Objective:
Copy out the passage on Chiune Sugihara in full, word for word.

Quoted text:
Chiune Sugihara was a Japanese government official who had served as the vice consul for Japan in Kaunas, Lithuania. He was the first Japanese diplomat in Lithuania. During World War II, Sugihara had assisted thousands of Jewish refugees to escape the German-occupied Western Poland and the Soviet-occupied Eastern Poland, by providing them visas for transit through Japan. He thus risked his life and job. Some Lithuanian citizens were also among those who got the transit visas. The refugees called him “Shempo.” He was awarded the honor of the ‘Righteous Among the Nations’ by Israel, for his work, and is still the only Japanese to have received the honor. Following the war, he retired to Japan. He then worked in Russia for a considerable time, before his death in 1986.

Entries supplied:
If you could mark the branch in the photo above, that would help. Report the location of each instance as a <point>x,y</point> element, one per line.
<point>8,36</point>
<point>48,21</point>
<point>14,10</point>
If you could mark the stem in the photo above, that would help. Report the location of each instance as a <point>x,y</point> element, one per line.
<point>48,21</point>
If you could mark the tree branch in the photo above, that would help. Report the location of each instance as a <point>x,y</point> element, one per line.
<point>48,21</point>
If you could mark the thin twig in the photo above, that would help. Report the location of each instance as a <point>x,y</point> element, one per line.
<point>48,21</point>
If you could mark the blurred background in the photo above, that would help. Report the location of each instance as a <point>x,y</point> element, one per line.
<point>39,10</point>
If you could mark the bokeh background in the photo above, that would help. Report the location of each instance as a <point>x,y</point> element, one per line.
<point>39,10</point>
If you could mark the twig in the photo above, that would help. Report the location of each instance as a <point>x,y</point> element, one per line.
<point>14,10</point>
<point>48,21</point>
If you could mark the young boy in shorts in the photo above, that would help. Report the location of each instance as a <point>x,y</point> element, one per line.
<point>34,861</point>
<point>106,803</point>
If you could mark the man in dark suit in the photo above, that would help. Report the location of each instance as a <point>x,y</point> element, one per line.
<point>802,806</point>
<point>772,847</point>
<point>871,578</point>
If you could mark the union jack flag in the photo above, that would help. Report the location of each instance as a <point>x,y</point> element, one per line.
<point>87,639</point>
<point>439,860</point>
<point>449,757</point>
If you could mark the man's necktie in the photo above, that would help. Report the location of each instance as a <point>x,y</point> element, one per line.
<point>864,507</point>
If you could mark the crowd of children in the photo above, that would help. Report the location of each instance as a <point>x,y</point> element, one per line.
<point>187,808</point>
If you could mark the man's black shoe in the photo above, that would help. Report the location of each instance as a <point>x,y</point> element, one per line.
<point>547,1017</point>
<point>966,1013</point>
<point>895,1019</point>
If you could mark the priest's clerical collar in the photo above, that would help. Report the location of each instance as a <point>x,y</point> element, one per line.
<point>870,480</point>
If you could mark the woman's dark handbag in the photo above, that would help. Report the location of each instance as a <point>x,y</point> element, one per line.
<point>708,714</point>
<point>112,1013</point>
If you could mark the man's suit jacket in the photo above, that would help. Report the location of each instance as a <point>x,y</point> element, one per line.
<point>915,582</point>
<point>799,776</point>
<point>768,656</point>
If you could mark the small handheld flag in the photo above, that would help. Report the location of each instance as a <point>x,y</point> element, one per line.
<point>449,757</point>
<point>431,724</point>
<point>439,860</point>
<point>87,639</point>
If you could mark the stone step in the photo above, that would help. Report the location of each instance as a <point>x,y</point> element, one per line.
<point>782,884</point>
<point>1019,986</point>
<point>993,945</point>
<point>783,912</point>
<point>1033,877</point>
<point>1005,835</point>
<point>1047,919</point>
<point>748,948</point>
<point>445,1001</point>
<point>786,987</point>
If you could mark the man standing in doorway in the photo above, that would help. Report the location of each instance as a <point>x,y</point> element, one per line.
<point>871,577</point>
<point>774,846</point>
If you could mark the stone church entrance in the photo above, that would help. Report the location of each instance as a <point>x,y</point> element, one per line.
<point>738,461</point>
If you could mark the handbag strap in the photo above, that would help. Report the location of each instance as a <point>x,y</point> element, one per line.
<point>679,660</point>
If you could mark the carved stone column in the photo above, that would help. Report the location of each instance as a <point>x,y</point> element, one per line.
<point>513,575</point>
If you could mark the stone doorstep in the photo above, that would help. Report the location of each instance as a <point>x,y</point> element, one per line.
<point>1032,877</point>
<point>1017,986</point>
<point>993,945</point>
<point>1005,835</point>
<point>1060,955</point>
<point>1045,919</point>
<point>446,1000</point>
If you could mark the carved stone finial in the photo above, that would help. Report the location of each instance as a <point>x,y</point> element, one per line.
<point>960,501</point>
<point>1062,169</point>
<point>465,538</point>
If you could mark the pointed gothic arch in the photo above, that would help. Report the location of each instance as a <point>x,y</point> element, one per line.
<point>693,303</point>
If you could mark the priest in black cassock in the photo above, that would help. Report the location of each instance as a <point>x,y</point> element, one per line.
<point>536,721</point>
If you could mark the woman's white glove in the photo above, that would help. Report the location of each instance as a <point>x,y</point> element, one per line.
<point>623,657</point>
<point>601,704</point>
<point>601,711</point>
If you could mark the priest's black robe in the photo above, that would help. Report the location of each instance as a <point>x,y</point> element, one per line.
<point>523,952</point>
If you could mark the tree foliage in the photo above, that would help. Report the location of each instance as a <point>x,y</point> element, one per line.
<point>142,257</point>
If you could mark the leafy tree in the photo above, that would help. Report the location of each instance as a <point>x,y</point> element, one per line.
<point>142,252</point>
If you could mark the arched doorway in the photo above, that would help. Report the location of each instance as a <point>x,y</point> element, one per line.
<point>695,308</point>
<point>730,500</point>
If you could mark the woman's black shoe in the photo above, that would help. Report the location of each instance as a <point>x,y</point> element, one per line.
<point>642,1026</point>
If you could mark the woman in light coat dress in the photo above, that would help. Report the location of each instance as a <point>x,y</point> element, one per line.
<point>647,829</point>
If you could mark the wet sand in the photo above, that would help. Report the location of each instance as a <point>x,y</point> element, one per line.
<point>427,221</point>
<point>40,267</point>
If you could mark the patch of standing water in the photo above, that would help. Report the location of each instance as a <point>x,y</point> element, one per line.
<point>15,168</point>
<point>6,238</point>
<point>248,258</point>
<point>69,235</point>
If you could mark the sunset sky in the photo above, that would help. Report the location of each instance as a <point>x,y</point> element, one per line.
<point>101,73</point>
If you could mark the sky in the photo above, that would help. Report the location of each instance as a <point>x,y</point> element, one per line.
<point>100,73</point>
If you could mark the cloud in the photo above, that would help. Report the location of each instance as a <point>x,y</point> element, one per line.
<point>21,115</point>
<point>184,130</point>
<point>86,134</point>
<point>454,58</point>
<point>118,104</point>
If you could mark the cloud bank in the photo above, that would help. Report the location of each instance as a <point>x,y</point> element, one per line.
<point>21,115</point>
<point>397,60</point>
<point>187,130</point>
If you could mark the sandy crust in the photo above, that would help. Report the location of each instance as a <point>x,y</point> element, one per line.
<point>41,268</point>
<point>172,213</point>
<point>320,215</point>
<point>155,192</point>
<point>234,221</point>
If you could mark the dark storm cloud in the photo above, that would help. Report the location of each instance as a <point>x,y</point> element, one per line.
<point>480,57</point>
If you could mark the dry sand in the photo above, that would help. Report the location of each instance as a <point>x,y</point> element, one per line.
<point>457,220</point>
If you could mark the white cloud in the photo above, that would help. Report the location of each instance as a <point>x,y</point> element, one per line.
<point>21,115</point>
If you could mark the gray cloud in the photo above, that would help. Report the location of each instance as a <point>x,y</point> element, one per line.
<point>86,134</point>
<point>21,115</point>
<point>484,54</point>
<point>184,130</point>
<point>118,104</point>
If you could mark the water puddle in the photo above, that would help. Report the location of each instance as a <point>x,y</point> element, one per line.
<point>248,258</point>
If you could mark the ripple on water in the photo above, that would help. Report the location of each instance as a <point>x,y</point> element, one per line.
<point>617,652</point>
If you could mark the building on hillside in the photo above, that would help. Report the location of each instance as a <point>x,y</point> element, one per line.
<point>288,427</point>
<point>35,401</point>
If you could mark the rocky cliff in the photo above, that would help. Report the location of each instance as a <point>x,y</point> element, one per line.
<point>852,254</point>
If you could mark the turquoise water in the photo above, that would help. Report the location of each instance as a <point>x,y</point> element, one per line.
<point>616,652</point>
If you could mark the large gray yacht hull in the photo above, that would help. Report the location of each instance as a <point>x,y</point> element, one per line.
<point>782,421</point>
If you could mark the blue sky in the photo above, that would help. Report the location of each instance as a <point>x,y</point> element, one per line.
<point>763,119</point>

Final result:
Chiune Sugihara was a Japanese government official who had served as the vice consul for Japan in Kaunas, Lithuania. He was the first Japanese diplomat in Lithuania. During World War II, Sugihara had assisted thousands of Jewish refugees to escape the German-occupied Western Poland and the Soviet-occupied Eastern Poland, by providing them visas for transit through Japan. He thus risked his life and job. Some Lithuanian citizens were also among those who got the transit visas. The refugees called him “Shempo.” He was awarded the honor of the ‘Righteous Among the Nations’ by Israel, for his work, and is still the only Japanese to have received the honor. Following the war, he retired to Japan. He then worked in Russia for a considerable time, before his death in 1986.